Find every line in the material below that contains the word "hand" and copy each of those lines.

(Entries from a pointing dataset)
'''
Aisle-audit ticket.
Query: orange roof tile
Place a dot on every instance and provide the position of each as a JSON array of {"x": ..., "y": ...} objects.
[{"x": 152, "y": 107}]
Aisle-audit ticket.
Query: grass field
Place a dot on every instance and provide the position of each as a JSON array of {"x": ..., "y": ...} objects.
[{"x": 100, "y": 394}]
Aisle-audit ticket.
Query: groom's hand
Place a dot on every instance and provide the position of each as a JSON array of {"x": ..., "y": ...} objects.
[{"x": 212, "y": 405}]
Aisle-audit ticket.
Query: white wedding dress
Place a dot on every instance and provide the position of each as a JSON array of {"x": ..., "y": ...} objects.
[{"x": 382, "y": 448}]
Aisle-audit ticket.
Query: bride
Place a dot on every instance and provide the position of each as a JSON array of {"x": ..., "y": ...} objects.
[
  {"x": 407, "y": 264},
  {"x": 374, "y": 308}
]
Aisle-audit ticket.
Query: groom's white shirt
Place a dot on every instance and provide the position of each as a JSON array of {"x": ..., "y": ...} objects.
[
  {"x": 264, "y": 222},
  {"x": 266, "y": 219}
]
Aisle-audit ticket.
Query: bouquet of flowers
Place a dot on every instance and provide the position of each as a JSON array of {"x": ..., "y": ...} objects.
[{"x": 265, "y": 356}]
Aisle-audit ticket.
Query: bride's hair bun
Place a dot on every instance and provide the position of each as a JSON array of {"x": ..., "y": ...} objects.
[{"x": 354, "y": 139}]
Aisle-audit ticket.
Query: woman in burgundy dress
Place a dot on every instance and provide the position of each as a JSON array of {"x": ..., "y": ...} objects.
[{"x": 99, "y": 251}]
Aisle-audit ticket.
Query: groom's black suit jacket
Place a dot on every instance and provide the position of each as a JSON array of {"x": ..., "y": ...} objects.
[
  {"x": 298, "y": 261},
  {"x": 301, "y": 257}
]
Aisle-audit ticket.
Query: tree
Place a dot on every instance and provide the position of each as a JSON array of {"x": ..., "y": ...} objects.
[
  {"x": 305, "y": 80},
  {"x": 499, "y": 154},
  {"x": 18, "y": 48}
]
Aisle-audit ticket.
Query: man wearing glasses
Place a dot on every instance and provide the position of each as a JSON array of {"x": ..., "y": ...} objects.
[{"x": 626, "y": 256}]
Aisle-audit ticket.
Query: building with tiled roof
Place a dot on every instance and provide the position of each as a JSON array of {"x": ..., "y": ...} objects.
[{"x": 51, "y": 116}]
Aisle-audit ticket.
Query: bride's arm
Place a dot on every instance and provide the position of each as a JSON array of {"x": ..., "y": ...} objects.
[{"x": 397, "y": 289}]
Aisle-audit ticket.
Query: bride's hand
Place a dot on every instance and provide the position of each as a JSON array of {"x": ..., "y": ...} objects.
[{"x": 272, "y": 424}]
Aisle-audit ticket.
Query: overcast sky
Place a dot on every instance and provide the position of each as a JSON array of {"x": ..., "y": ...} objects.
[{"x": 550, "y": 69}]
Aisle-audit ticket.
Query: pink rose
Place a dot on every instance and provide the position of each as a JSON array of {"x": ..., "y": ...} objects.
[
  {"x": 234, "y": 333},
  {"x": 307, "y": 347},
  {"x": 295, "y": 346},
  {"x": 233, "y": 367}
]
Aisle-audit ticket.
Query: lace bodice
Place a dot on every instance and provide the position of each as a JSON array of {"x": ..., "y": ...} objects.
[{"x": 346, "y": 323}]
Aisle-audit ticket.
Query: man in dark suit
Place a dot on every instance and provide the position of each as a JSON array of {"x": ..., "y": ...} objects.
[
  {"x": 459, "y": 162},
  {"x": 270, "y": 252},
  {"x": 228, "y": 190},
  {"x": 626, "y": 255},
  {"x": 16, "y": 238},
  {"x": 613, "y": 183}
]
'''
Task result:
Query: groom's hand
Query: bride's hand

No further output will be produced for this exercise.